▸ THE REQUEST
Everything from the line containing "Note: one point per instance of the grass verge, never" to the last line of the records must be returned verbatim; nothing else belongs in the output.

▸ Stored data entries
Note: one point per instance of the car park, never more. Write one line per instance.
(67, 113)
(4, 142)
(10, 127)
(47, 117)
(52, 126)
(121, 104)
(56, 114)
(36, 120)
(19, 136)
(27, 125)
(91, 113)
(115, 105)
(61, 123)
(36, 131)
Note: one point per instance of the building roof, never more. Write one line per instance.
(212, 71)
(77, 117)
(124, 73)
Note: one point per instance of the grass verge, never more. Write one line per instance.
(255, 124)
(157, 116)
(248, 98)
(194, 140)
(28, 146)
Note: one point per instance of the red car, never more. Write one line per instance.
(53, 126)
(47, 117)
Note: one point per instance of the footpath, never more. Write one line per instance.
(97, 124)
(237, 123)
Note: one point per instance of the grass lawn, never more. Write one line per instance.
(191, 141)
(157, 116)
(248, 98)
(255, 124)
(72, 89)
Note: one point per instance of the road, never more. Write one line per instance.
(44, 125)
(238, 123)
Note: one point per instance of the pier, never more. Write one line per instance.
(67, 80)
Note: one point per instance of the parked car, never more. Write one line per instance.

▸ SOLUTION TO THIS TASK
Note: one point per instance of the grass verge, never more. Write one line per instance.
(255, 124)
(157, 116)
(248, 98)
(194, 140)
(28, 146)
Note: one point per instance of the red car, never more. Write one line per instance.
(53, 126)
(47, 117)
Note: one point per instance of the footpath, never more. Write one line per instance.
(97, 124)
(237, 123)
Note: one point per instance of the grass lawn, never more. Write one line per instance.
(191, 141)
(157, 116)
(248, 98)
(255, 124)
(72, 89)
Note: one point per instance of the road, never more. Write one line per instance.
(44, 125)
(238, 123)
Note: one point per instance of the pier, never more. Write one line per instance.
(67, 80)
Note: one point per instance of the parked car, never more. Write one line per instance.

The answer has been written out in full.